**What you have to do:**
Copy the listing below line for line and leave out any picture.

━━━━━━━━━━━━━━━━━━━━━━━━━━━━━━

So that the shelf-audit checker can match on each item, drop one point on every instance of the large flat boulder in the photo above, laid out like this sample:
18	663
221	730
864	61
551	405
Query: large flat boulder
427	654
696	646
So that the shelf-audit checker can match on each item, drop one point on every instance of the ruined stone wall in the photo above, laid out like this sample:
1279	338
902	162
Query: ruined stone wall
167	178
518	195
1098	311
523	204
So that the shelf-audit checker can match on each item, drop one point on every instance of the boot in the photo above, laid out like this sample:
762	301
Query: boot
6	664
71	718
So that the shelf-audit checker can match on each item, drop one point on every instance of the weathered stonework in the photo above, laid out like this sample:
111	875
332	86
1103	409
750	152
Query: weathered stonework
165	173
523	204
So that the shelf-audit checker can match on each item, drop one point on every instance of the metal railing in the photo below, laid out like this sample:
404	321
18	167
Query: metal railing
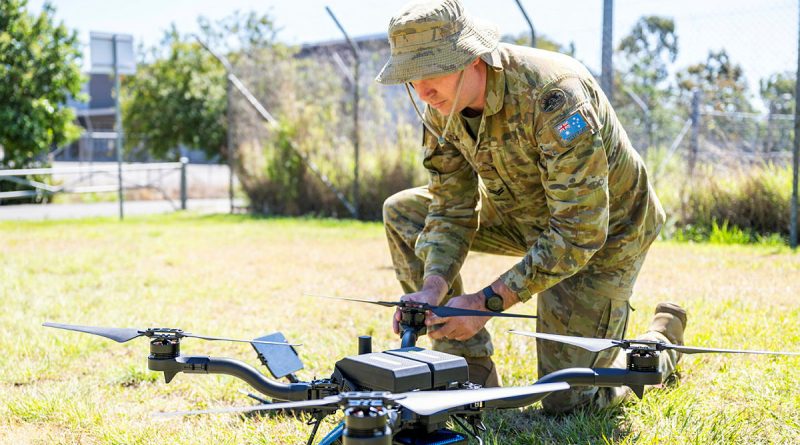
87	174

━━━━━━━━━━━━━━━━━━━━━━━━━━━━━━

**Answer for this exercise:**
So that the shelf-audit checker can match on each item, drop one point on every instance of the large flat boulder in the photo above, laid out like this sample:
18	663
221	730
864	61
551	405
Query: large flat boulder
427	654
696	646
So that the shelf-audit checker can match on each item, drop one point on every instance of the ruined stone wall in the photo above, laid out like this sample:
1279	338
902	162
Query: ruined stone wall
167	178
518	195
1098	311
523	204
So that the shelf-audit checker can match on each item, drop one point on every instance of the boot in the photo above, laid out like this sample:
762	301
Query: boot
6	664
71	718
So that the shelf-audit checker can match on each item, drop one point on every instance of the weathered stonework in the photo above, laid out like this sample:
111	875
332	86
1103	409
750	152
Query: weathered stonework
165	173
523	204
So that the shelf-audit checker can match on each item, drop one point on every instance of the metal railing in the photo below, laid out like this sample:
404	321
18	167
Query: metal railing
87	174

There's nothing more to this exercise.